*Exercise prompt*
The reply to the records below should contain exactly the lines from the line with "Tag every instance of the hooded" through the line with "Tag every instance of the street lamp", and nothing besides.

(Natural-language object grounding data)
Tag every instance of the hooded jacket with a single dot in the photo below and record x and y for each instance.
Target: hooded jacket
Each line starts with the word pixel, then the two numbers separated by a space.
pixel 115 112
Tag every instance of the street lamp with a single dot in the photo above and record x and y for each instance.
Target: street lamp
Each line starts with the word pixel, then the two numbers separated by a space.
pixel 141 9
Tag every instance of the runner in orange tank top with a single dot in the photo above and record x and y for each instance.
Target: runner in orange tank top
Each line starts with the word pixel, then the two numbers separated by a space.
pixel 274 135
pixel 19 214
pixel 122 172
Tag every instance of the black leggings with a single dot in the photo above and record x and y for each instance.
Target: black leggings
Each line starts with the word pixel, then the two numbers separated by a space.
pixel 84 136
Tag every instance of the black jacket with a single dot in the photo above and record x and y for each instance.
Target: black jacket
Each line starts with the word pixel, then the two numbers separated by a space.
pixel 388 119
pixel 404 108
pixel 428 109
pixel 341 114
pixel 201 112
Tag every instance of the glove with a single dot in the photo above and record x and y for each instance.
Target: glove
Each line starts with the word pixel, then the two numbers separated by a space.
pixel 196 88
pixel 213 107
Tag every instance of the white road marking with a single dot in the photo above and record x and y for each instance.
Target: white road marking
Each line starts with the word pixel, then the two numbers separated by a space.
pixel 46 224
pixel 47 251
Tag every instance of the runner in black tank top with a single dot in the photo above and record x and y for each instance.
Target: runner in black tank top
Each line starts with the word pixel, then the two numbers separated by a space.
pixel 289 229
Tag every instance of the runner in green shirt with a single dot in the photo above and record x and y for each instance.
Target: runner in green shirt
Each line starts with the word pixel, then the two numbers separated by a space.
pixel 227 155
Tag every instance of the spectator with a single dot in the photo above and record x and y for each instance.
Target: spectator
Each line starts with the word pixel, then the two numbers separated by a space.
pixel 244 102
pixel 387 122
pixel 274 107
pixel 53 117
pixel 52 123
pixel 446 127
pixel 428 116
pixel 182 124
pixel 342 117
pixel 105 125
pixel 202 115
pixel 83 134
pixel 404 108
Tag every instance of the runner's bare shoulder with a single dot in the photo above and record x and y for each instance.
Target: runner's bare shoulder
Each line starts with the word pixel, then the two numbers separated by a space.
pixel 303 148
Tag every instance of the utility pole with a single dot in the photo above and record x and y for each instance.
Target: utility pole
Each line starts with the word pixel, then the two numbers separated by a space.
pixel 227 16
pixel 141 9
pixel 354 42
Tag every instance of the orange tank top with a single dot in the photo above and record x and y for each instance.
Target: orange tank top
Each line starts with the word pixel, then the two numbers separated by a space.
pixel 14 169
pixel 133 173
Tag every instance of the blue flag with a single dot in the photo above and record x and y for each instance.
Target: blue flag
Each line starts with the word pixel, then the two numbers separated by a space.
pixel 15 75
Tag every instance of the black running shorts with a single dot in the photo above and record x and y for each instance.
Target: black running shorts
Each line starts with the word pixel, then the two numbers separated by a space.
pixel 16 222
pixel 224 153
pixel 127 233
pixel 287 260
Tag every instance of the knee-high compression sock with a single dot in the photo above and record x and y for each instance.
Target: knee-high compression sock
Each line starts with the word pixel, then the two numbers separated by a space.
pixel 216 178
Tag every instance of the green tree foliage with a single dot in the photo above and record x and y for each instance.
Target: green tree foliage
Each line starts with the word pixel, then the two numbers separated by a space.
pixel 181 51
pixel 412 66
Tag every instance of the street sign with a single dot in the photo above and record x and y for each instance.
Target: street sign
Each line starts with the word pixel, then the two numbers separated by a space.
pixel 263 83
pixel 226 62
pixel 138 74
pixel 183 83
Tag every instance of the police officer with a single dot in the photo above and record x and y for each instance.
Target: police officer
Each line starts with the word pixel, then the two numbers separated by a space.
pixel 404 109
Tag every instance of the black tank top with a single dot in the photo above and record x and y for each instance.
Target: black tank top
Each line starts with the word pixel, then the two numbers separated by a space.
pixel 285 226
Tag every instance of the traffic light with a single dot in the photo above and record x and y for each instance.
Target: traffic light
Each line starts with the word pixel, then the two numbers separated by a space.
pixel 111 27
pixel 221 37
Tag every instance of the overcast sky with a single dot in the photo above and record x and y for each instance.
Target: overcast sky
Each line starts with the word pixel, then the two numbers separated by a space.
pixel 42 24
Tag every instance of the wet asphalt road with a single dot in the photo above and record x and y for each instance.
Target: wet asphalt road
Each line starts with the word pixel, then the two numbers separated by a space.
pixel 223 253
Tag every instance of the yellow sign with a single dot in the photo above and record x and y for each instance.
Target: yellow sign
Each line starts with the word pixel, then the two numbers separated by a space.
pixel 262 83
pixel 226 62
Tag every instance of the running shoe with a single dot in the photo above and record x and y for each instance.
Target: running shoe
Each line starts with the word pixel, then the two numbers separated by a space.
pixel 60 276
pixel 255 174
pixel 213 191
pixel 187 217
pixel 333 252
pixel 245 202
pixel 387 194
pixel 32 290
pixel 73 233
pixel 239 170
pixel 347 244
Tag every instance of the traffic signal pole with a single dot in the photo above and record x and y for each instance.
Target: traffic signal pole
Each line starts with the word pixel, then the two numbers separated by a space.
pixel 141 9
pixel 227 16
* * *
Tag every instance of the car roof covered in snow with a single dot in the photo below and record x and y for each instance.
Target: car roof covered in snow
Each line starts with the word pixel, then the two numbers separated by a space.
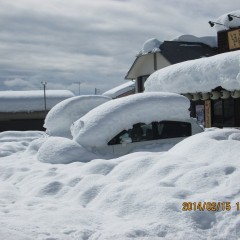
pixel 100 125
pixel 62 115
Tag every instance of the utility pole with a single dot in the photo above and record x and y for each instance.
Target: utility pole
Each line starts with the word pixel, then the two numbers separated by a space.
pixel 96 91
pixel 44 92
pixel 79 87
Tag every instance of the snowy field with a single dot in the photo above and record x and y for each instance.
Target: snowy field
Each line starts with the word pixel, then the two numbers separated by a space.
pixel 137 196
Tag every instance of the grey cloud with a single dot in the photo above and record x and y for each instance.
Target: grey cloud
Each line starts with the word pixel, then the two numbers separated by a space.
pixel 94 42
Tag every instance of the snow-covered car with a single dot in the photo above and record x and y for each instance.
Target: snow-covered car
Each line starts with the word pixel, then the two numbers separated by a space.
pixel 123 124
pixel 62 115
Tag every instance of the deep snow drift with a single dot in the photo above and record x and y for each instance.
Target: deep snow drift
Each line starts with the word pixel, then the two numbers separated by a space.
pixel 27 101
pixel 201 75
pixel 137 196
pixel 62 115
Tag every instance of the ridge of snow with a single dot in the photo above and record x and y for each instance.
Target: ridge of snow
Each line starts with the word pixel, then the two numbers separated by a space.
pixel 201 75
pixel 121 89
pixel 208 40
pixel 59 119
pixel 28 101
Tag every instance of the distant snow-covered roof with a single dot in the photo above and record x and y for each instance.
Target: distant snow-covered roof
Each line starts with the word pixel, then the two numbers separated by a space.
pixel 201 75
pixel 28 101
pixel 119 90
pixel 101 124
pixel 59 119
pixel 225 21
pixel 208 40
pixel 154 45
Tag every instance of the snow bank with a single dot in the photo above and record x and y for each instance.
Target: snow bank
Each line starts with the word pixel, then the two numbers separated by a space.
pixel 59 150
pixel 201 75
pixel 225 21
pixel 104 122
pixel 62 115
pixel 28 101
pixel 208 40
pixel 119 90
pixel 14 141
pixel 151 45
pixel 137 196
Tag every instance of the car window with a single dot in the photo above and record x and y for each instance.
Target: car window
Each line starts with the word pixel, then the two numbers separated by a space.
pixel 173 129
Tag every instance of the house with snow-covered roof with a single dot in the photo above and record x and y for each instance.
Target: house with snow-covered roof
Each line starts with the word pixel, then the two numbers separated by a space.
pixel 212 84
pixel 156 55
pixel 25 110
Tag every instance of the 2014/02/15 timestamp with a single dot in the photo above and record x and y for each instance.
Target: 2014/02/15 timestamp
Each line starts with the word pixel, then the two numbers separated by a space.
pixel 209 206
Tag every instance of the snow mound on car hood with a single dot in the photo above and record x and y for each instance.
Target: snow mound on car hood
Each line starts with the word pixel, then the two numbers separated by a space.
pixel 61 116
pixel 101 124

*Exercise solution*
Tag every instance of the hooded jacket with a single dot in the photo below and record x and y for each instance.
Target: hooded jacket
Each line starts with the word pixel, then the two numbers separated by a space.
pixel 115 112
Tag every instance of the street lamp with a single dot in the photo above and record x and y for each instance.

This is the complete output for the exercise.